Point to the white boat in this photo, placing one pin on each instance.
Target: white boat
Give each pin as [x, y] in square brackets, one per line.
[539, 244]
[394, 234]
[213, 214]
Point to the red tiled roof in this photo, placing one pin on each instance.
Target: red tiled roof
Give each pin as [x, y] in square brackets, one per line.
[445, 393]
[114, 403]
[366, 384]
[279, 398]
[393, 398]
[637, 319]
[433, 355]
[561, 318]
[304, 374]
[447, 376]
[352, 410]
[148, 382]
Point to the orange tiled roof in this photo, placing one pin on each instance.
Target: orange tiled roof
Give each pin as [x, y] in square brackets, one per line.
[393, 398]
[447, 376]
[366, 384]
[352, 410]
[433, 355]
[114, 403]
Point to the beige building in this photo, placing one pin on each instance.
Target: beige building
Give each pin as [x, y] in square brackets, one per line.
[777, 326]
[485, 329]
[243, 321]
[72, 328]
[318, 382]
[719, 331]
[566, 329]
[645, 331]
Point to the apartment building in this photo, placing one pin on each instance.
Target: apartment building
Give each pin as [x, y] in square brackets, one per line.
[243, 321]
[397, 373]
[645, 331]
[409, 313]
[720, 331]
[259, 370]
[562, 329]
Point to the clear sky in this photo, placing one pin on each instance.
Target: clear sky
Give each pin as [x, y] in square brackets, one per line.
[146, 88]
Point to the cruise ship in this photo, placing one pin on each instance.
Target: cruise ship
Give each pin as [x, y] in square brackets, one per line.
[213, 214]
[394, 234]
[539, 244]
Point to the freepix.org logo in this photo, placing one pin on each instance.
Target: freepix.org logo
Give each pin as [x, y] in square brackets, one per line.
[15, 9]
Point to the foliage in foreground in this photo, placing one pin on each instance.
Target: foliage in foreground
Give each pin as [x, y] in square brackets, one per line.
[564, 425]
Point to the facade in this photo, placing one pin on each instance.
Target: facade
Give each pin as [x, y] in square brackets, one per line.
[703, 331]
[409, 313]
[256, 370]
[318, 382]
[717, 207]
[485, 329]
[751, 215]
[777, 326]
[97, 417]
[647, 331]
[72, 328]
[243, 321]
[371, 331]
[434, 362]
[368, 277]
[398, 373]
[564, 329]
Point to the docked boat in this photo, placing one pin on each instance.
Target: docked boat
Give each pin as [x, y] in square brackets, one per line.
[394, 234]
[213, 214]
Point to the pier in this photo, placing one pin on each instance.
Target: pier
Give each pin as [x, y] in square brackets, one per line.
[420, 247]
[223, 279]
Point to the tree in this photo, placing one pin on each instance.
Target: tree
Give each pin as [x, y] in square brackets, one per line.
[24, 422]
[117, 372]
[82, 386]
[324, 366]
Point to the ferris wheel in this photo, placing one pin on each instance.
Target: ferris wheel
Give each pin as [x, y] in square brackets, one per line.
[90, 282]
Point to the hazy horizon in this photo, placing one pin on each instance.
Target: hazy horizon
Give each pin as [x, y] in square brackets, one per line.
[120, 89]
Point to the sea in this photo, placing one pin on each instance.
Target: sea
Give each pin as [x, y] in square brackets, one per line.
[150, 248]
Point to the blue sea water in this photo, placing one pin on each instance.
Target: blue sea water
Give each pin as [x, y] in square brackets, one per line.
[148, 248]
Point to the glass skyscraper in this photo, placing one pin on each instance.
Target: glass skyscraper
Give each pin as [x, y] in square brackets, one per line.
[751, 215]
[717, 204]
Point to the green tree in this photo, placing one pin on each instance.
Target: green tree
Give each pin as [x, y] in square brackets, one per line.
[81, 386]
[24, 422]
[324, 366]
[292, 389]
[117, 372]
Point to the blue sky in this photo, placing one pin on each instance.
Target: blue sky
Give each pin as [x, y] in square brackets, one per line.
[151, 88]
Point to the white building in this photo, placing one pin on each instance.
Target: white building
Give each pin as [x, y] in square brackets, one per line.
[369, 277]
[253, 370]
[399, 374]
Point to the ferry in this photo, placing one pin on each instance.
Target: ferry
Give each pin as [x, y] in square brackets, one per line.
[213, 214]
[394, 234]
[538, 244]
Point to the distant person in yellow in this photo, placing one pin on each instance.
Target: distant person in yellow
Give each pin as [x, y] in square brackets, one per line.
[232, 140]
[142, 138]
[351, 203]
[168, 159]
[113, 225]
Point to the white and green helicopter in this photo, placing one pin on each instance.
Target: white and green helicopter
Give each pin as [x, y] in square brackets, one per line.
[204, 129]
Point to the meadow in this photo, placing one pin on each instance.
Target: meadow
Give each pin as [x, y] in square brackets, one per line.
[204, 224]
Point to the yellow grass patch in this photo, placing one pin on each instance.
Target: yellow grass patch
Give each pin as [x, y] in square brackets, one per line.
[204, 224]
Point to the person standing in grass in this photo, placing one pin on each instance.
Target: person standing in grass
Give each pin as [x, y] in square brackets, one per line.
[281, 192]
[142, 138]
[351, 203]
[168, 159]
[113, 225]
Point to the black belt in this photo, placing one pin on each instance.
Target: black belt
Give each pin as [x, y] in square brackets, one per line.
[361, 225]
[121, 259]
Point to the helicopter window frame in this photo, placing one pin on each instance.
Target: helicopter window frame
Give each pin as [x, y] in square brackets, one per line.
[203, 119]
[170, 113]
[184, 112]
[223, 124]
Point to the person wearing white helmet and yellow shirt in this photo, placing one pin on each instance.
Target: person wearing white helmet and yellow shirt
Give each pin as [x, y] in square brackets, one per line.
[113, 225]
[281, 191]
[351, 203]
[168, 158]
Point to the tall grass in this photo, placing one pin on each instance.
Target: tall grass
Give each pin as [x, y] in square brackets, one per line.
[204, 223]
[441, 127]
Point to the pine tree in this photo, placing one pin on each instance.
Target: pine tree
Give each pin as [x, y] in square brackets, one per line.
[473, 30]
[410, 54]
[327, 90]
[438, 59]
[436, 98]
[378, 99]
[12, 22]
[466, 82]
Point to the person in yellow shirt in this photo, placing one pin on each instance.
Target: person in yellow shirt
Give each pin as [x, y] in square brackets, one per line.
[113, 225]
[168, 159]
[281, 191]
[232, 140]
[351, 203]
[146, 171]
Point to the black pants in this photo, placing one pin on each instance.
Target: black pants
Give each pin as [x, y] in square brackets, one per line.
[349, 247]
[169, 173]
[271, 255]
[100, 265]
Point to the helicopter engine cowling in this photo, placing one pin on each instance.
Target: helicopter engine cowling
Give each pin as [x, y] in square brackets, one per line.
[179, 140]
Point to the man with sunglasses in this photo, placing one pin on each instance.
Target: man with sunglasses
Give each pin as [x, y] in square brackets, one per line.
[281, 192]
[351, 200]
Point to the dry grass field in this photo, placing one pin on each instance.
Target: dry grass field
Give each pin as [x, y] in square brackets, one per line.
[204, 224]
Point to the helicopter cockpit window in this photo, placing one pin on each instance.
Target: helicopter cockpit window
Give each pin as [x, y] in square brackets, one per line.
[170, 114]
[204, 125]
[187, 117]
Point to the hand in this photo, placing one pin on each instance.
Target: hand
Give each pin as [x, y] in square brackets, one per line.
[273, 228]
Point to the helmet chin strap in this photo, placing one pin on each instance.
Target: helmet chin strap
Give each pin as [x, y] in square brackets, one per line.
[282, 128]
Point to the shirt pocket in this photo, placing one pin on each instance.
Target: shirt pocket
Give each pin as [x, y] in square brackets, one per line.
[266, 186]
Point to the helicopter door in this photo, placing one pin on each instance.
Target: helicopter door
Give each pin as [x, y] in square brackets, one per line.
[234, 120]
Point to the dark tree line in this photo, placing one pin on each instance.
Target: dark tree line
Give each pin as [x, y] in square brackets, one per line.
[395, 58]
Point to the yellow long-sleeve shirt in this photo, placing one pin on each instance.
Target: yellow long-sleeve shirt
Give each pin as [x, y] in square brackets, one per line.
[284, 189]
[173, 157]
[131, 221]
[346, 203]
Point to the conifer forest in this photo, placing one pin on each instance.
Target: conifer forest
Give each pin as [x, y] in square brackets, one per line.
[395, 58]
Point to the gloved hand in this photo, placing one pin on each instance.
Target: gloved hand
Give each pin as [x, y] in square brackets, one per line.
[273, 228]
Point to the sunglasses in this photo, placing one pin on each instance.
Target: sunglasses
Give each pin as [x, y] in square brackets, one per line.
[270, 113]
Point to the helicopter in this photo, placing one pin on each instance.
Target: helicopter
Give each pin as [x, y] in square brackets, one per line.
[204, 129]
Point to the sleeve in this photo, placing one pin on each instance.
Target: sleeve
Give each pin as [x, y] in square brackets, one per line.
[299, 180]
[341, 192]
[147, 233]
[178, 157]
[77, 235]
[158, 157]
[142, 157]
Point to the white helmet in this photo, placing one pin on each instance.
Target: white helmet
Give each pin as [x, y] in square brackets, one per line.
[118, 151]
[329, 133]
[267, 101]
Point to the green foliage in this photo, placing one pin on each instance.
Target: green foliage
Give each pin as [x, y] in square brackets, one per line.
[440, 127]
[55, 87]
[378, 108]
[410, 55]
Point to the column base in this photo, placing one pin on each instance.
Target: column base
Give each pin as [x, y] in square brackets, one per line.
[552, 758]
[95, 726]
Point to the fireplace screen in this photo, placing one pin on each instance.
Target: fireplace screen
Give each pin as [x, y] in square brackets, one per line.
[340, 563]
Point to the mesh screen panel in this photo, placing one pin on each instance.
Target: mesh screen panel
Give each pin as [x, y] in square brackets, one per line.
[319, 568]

* * * * *

### Task description
Nothing but the lines from the one with "Point to the sunglasses" through the end of the data above should be repeated, each exactly as it stands.

### Finished answer
Point to the sunglasses in this photo, placing one pin on each instance.
Target: sunglasses
Give each pin as [x, y] in square brackets, one per line.
[270, 113]
Point to the helicopter in this photo, placing one pin on each instance.
Target: helicopter
Give each pin as [x, y] in square brackets, one per line.
[204, 129]
Point to the sleeve in this photo, placing one pin on each instance.
Target: sleeve
Give each pin as [x, y] in square brackets, one per line.
[299, 180]
[341, 192]
[147, 233]
[178, 157]
[77, 235]
[158, 157]
[142, 157]
Point to the white helmet in this photo, placing one pin on each instance.
Target: white helmet
Give each pin as [x, y] in square brackets, one per line.
[118, 151]
[329, 133]
[267, 101]
Point to the green foliage in this photo, placing one pin on each instance.
Target: green foliage
Give each pin as [x, y] in square brackets, one per line.
[440, 127]
[55, 87]
[378, 108]
[410, 55]
Point to the column base in this photo, placing one pin on each instance.
Target: column base
Give each pin as [x, y] in square brackets, one per line.
[552, 758]
[95, 726]
Point to the fireplace screen in this photo, placing one pin on each instance.
Target: fireplace screen
Give each pin as [x, y] in square brackets, one per line.
[340, 563]
Point to the mesh screen panel in this photo, placing one pin on each instance.
Target: mesh screen panel
Give each pin as [x, y] in square brackets, one per line.
[319, 568]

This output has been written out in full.